Dataset items:
>>>>
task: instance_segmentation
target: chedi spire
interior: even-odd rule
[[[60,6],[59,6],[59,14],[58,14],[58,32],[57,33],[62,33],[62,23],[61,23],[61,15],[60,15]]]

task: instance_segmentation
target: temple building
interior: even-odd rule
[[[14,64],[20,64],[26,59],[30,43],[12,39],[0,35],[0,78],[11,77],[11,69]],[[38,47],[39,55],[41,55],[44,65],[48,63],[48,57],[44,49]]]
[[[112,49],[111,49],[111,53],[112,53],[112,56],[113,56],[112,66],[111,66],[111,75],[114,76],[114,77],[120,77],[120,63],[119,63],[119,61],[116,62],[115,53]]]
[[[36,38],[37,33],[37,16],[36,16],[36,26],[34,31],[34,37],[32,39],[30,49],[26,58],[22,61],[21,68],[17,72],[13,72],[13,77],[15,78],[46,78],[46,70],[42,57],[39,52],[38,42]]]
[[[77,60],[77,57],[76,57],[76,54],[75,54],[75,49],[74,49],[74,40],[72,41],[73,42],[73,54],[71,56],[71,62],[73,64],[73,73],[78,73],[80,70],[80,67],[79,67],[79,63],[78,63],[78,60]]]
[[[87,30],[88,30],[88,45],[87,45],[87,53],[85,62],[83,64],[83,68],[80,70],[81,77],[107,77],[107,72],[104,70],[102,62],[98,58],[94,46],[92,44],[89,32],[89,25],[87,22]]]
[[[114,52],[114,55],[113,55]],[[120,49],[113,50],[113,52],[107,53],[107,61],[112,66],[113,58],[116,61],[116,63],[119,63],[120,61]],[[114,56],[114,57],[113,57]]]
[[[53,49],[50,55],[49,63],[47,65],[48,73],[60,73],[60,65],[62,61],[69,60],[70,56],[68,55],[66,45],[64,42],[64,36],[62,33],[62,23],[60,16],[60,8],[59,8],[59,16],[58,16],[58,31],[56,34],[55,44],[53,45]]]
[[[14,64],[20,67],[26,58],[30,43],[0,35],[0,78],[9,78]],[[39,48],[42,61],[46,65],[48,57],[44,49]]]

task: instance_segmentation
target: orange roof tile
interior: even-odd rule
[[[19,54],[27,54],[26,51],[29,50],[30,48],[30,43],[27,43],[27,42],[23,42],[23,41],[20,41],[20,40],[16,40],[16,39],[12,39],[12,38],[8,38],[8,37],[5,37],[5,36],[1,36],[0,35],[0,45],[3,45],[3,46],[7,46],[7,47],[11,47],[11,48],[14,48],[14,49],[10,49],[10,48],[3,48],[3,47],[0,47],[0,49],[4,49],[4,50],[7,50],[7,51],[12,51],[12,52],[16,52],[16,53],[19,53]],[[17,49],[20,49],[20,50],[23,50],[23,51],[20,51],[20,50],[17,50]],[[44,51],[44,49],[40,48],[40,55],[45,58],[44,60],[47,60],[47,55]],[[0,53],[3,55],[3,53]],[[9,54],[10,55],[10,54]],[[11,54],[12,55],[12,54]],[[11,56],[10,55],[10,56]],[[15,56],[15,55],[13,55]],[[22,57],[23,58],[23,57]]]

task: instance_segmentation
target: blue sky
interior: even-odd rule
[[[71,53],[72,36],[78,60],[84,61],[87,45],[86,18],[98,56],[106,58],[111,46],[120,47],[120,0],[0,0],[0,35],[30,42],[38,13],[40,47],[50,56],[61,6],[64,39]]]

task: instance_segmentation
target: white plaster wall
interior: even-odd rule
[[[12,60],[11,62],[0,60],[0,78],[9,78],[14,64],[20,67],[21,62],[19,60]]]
<<<<
>>>>
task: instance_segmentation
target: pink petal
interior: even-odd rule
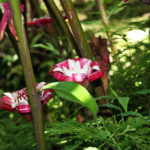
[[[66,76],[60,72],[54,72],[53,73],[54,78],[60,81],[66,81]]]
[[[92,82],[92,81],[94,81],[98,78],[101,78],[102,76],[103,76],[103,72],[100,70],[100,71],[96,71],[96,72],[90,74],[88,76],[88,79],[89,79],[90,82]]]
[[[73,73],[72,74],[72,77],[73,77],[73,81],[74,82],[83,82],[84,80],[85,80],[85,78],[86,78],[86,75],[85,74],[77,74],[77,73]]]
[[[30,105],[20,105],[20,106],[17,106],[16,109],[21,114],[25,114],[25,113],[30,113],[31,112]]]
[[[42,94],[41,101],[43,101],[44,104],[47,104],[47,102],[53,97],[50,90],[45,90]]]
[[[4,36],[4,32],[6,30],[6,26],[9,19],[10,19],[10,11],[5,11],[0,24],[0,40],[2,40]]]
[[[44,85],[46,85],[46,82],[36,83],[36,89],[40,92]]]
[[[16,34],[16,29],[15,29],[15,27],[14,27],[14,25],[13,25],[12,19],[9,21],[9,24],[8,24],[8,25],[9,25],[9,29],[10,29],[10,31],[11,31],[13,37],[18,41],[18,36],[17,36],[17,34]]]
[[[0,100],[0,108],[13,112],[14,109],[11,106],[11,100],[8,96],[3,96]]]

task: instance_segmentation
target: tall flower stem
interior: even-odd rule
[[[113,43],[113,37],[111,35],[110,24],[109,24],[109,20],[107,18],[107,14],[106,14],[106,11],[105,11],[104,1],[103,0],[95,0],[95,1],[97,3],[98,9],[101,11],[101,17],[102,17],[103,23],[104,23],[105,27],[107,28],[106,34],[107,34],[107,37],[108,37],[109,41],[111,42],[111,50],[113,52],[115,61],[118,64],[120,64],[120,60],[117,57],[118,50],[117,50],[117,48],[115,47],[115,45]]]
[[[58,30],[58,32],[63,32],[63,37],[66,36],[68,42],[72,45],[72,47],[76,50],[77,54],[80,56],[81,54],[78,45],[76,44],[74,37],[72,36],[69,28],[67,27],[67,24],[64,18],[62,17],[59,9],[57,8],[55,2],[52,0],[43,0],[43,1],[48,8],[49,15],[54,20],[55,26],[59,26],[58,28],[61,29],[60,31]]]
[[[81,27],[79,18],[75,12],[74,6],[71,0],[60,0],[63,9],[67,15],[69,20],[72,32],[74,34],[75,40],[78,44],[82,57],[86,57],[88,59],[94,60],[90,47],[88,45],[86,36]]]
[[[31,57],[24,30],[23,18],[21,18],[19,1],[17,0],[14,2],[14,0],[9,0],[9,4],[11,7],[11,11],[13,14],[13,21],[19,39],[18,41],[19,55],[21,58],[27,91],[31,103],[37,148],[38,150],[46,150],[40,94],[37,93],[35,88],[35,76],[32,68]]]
<<<<
*What to do:*
Report each line of the rows above that contains the string "target", copying every such line in full.

*Expected answer:*
target: chedi spire
target: temple building
target: orange roof tile
target: blue sky
target: white plaster wall
target: pink petal
target: tall flower stem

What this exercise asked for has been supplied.